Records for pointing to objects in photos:

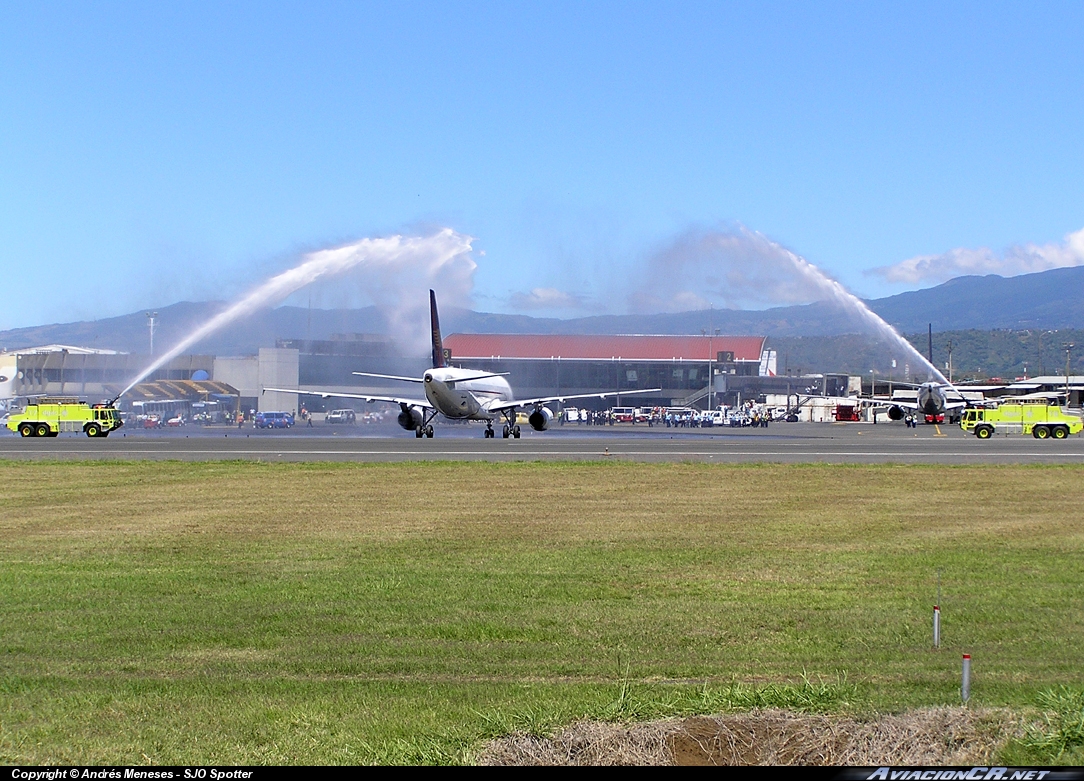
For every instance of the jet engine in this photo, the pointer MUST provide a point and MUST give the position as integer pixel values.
(540, 419)
(410, 418)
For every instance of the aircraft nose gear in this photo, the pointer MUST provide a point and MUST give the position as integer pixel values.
(426, 429)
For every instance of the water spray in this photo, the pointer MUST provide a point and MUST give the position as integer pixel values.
(850, 302)
(384, 255)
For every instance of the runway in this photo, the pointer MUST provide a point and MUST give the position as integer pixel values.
(781, 443)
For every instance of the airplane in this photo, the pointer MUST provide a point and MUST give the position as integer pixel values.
(460, 394)
(930, 401)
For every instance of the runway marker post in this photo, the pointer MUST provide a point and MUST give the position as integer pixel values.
(965, 689)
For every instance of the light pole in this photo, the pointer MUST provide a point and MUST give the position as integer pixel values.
(152, 320)
(1069, 351)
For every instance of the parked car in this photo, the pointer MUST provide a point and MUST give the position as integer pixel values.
(274, 420)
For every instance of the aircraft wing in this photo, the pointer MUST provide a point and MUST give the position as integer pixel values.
(913, 406)
(501, 406)
(364, 397)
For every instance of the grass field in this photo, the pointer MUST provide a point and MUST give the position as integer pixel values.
(242, 613)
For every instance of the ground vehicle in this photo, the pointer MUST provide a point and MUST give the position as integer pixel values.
(49, 417)
(274, 420)
(1037, 418)
(847, 413)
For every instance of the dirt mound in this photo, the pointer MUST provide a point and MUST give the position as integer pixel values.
(930, 737)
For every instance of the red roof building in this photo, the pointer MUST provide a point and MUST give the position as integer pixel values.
(588, 347)
(684, 369)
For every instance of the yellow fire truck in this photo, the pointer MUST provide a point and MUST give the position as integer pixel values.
(1037, 418)
(49, 417)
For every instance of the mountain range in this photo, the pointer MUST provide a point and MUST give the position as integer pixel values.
(1048, 299)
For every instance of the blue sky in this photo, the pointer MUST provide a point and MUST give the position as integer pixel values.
(152, 153)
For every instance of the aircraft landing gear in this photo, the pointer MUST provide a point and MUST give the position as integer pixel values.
(425, 430)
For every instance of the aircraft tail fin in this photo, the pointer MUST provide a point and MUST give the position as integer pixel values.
(438, 345)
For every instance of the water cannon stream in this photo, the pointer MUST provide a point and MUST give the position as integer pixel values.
(382, 255)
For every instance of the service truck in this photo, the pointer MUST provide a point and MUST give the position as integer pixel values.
(1040, 419)
(49, 417)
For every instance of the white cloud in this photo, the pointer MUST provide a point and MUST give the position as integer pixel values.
(547, 298)
(734, 266)
(1019, 259)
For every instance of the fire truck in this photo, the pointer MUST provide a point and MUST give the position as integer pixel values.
(1037, 418)
(50, 415)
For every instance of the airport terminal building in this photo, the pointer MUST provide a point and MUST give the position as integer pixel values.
(684, 367)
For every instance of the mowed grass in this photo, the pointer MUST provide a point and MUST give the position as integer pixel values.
(243, 613)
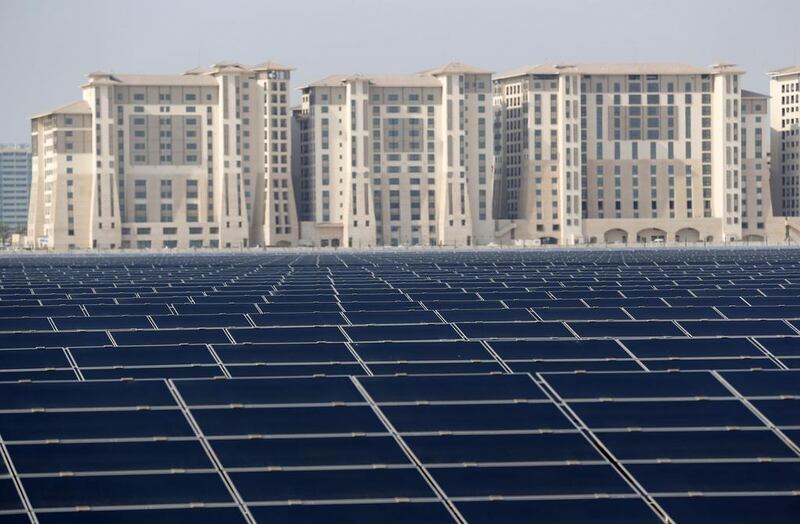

**WORK REQUIRED**
Find each line in the records that contains the string "grass", and copy those lines out in full. Case counts.

**EXERCISE ANSWER**
For every instance of the grass field in this photo, the pointer MUST provide a point and MUST give the position as integer pixel values.
For every instance of the mowed grass in this photo, the pointer MUST provide a point and MUST give the position as integer pixel values.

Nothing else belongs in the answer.